■ PROBLEMS TO SOLVE ■
A – Answer each question about the essay on being separate or connected:
(i) What date heads the essay?
(ii) What does the essay call original sin or the fall?
(iii) How does the essay define a cornerstone?
B – Write out the essay on being separate or connected verbatim, between "As such, vulnerability" and "where it leads.", inclusive.

■ DOCUMENT SEGMENT ■
------------------------------------------------------------------------
Thursday, May 11, 2017

Separate or Connected

I do not know about at the sub-atomic level much, but the cause of the separation at the more visible levels is trying to avoid our own inescapable vulnerability from being hopelessly connected to everything else. We have no reality separate from our surroundings. Our reality is only in how we fit into and relate to our surroundings, the things we interact with, whether that be alone in nature, with one other person, with groups, or with the universe as a whole. We are in some ways also separate and unique and that is part of our reality, but that can only ever be part of our reality. We have no reality that does not include how we relate and fit into things beyond ourselves.

Being hopelessly connected to everything else means we are dependent upon everything else, but for my purposes here I want to focus mainly on our immediate surroundings, and the fact that it means we are vulnerable to our surroundings, including people. This vulnerability is what we have been trying to cheat, deny, suppress, and otherwise avoid since we developed consciousness (the awareness of being somewhat separate). Trying to avoid that inherent inescapable vulnerability is original sin or the fall. This includes our own natural inclination to deny and avoid it as well as all the worldly systems we have created and live under that are built upon its denial and suppression.

As such, vulnerability is the stone the builder refused, which becomes the cornerstone. This is of course a near perfect analogy since a cornerstone is the foundation stone or first stone from which everything else is built up from, and vulnerability is the inescapable fact that binds everything together for good or ill depending upon if we acknowledge it and maybe even celebrate it or deny and suppress it. I do not mean celebrate it as in trying to achieve or increase vulnerability for its own sake, but rather celebrate being united with everything else, which can only occur after we accept the inherent vulnerability of being part of something greater than ourself. In other words celebrate the key step or stumbling block of truly being in union because of where it leads.
------------------------------------------------------------------------
■ DATA LISTING ■
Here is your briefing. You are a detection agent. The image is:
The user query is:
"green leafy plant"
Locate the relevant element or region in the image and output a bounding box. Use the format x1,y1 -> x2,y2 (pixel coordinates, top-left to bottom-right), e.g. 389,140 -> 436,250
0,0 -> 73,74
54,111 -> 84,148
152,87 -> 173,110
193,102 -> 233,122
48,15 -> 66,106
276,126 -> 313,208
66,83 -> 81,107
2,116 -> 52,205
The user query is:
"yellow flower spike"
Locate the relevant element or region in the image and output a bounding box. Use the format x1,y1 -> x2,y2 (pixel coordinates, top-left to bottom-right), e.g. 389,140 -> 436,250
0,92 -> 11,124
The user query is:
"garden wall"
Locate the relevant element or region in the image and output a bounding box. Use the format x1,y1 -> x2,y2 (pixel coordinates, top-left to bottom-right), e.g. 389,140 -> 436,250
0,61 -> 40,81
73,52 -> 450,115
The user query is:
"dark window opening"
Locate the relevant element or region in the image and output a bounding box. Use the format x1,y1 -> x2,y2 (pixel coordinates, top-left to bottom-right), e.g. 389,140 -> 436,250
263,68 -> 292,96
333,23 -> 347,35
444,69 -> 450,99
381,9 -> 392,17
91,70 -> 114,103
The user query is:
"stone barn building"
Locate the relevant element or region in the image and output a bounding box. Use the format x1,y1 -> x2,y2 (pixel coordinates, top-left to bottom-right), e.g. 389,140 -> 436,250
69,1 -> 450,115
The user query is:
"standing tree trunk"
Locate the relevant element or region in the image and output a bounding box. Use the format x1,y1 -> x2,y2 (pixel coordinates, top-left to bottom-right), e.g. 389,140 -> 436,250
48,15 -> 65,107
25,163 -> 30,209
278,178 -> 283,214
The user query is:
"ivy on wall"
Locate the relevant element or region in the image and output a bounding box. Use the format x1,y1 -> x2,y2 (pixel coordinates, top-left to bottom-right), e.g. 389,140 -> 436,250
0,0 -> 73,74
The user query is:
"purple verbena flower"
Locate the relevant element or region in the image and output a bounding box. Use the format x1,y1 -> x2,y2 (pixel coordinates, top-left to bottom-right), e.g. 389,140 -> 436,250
------------------------------------------------------------------------
■ RESULTS OF THE TASKS ■
A –
(i) Thursday, May 11, 2017.
(ii) Trying to avoid our inherent, inescapable vulnerability.
(iii) The foundation stone, or first stone, from which everything else is built up.

B –
As such, vulnerability is the stone the builder refused, which becomes the cornerstone. This is of course a near perfect analogy since a cornerstone is the foundation stone or first stone from which everything else is built up from, and vulnerability is the inescapable fact that binds everything together for good or ill depending upon if we acknowledge it and maybe even celebrate it or deny and suppress it. I do not mean celebrate it as in trying to achieve or increase vulnerability for its own sake, but rather celebrate being united with everything else, which can only occur after we accept the inherent vulnerability of being part of something greater than ourself. In other words celebrate the key step or stumbling block of truly being in union because of where it leads.